Source data:
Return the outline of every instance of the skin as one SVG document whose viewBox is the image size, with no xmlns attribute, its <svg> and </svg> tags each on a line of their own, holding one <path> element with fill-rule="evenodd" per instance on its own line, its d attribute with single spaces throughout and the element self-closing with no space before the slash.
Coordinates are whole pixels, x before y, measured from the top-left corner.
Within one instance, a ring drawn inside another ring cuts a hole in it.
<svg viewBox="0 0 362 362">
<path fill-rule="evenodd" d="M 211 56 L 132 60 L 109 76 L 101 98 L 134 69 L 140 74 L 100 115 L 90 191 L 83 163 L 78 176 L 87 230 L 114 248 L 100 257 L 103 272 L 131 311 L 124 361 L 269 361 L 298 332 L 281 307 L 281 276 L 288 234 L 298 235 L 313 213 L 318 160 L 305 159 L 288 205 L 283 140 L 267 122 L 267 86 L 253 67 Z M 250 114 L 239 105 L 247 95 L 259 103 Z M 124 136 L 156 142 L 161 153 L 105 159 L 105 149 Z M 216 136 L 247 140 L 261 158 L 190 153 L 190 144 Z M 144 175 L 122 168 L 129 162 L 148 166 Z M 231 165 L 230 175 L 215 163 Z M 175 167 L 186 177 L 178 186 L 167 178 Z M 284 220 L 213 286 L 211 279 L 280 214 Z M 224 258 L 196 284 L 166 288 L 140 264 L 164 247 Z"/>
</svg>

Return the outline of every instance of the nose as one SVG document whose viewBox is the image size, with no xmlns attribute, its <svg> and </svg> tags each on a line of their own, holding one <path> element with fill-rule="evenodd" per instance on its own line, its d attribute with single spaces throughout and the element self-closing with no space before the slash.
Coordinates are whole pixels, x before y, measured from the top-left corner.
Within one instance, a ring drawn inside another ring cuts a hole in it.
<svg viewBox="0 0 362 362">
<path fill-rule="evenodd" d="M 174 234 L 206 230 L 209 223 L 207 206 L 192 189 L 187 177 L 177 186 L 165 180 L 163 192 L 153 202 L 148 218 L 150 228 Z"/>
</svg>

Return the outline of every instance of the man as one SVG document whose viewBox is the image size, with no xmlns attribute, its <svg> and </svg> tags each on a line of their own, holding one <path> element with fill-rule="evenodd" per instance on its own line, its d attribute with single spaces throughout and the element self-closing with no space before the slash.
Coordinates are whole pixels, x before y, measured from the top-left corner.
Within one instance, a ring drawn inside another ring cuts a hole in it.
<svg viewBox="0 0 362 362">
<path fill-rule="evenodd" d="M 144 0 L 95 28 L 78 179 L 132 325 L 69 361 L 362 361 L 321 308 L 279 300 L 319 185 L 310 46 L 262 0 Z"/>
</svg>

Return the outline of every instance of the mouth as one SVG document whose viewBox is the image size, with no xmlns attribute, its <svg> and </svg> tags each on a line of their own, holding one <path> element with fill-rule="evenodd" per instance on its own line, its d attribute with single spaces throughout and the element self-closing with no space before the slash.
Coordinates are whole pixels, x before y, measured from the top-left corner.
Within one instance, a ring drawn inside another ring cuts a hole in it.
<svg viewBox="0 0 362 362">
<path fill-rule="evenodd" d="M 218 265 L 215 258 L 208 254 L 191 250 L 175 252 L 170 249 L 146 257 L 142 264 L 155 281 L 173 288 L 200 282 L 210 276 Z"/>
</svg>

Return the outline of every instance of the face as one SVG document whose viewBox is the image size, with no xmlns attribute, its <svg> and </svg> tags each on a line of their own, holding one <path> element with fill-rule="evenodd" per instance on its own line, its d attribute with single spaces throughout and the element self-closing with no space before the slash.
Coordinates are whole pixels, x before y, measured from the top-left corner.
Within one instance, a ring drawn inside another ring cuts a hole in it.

WHAT IS BEING ASKED - Can you reproduce all the items above, swapping "top-left corner" for "upper-left corner" wherever it occurs and keeping everything else the same?

CORRECT OUTPUT -
Return the outline of every instance of the skin as one SVG document whose viewBox is the image size, with no xmlns attribute, its <svg> and </svg> tags each on a line of their own, holding one <path> element with fill-rule="evenodd" per instance on its own line, its d attribute with single spaces throughout and the element self-closing with no space before the slash.
Coordinates are whole pixels, x before y, measured from the upper-left corner.
Within one instance, a ring drawn inside another ring cuts a hole in it.
<svg viewBox="0 0 362 362">
<path fill-rule="evenodd" d="M 211 56 L 132 60 L 109 76 L 101 98 L 134 69 L 140 74 L 100 115 L 90 191 L 83 163 L 78 176 L 87 230 L 114 248 L 100 257 L 103 272 L 131 311 L 124 361 L 269 361 L 298 332 L 281 307 L 281 276 L 288 234 L 298 235 L 313 213 L 318 160 L 305 159 L 288 205 L 283 140 L 267 122 L 267 86 L 253 67 Z M 250 114 L 239 105 L 247 95 L 259 103 Z M 124 136 L 156 142 L 161 153 L 105 159 L 105 149 Z M 216 136 L 247 140 L 261 158 L 190 153 L 190 144 Z M 144 175 L 122 168 L 129 162 L 148 166 Z M 231 165 L 230 175 L 215 163 Z M 175 167 L 186 177 L 178 186 L 167 178 Z M 284 220 L 213 286 L 211 279 L 280 214 Z M 224 258 L 196 284 L 166 288 L 140 264 L 164 247 Z"/>
</svg>

Return the outline of every instance of the nose as one SVG document whose viewBox is the image size, with no xmlns attribute, its <svg> and </svg> tags each on a line of their own, holding one <path> element with fill-rule="evenodd" per instance on its own line, its d attribute with single spaces throughout and the element self-closing with no space before the slash.
Coordinates are whole pixels, x before y, measured from the upper-left corner.
Within one instance, a ring drawn inside another ring cuts a hole in it.
<svg viewBox="0 0 362 362">
<path fill-rule="evenodd" d="M 174 234 L 206 230 L 209 223 L 207 206 L 192 189 L 187 177 L 177 186 L 165 180 L 163 192 L 153 202 L 148 218 L 150 228 Z"/>
</svg>

Return the outline of every instance of the man as one SVG document whose viewBox is the image size, with no xmlns attribute, its <svg> and </svg> tags each on a line of their own, holding one <path> element with fill-rule="evenodd" per instance on its own line, its d attribute with single spaces throughout and the element self-closing with no space before the slash.
Coordinates are whole pixels, x before y, measured from the upper-left corner.
Within one instance, a ring drawn inside another ring cuts a hole in it.
<svg viewBox="0 0 362 362">
<path fill-rule="evenodd" d="M 144 0 L 95 28 L 78 179 L 132 325 L 69 361 L 362 361 L 321 308 L 279 300 L 319 185 L 310 46 L 262 0 Z"/>
</svg>

Return the outline of every instance of the mouth as one SVG document whose viewBox is the image size, with no xmlns attribute, its <svg> and </svg> tags each on a line of their own, holding one <path> element with fill-rule="evenodd" per instance on its own line, its d attribute with single spaces throughout and the element self-closing with no space before the slash.
Coordinates are whole pixels, x before y, measured from the upper-left corner.
Within one instance, a ring drawn inside another ring cuts a hole in it.
<svg viewBox="0 0 362 362">
<path fill-rule="evenodd" d="M 218 265 L 215 258 L 208 254 L 191 250 L 175 252 L 170 249 L 146 257 L 142 264 L 155 281 L 173 288 L 200 282 L 210 276 Z"/>
</svg>

Return the outline of every instance of the face as one SVG document whose viewBox is the image size, with no xmlns attribute, its <svg> and </svg> tags each on a line of their own, holding one <path> element with fill-rule="evenodd" per instance on its own line, its d attribute with single spaces throughout and the element self-closing with no space before the slash.
Coordinates are whole pixels, x before y, measured from the upper-left corner.
Within one instance, a ring drawn inside another ring cuts a hole in it.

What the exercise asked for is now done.